◆ **PROBLEM TO WORK ON**
Only the lines from the one with "Expected: for every instance of the mountain" through the end of the data are wanted, copied exactly.

◆ **DATASET ENTRIES**
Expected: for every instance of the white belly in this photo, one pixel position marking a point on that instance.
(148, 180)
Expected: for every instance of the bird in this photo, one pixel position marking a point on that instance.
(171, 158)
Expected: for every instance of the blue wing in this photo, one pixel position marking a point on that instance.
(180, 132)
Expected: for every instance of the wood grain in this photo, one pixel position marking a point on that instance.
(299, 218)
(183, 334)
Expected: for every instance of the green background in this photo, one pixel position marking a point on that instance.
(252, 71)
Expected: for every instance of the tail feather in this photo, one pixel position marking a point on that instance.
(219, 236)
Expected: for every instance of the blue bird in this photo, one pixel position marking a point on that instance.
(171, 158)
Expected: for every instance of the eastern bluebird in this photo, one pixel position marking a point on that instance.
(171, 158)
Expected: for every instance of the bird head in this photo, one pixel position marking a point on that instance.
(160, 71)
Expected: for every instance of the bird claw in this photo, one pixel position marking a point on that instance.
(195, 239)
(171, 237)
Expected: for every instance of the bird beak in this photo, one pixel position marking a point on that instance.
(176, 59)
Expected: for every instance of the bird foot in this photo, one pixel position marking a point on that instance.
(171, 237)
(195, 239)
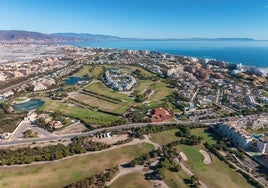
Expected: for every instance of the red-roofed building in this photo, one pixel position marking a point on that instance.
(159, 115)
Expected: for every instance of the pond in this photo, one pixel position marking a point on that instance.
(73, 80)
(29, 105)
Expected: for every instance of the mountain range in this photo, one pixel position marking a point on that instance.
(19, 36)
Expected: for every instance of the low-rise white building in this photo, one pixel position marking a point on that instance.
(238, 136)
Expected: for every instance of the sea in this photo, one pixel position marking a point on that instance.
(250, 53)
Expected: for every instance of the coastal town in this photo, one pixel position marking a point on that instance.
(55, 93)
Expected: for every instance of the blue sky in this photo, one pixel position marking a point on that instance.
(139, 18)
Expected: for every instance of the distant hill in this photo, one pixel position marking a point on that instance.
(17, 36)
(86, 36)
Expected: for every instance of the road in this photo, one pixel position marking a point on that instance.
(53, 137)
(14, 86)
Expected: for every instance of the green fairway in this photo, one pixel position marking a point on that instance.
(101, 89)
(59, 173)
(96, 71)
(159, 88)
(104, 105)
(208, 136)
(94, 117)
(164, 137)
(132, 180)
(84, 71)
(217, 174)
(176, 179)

◆ **ANSWER**
Expected: for every instance of the mountain range in this photo, one pixel position marking a point on that instance.
(19, 36)
Expected: for every instance of the low-rise white building in this photo, one pixel position marking a point on that instance.
(238, 136)
Expected: for every instance of the sea in this photo, one pixel position marking a point on that instance.
(250, 53)
Expected: for every instance of the coastal town in this photo, one pixel position marking a point on that instance.
(55, 93)
Expected: for every instance of the blue sky in this photo, one pixel position marking a point on that instance.
(139, 18)
Expected: for every instance of the distant hill in this photo, one pixel position marking a point on that instance.
(17, 36)
(86, 36)
Expected: for every instance of the road in this photo, one pixel position marking a point on that instance.
(53, 137)
(14, 86)
Expected: for every instance of the green fairway in this photo, one pixel position marking a point on that instance.
(101, 89)
(59, 173)
(96, 71)
(159, 88)
(104, 105)
(208, 136)
(94, 117)
(164, 137)
(132, 180)
(84, 71)
(217, 174)
(176, 179)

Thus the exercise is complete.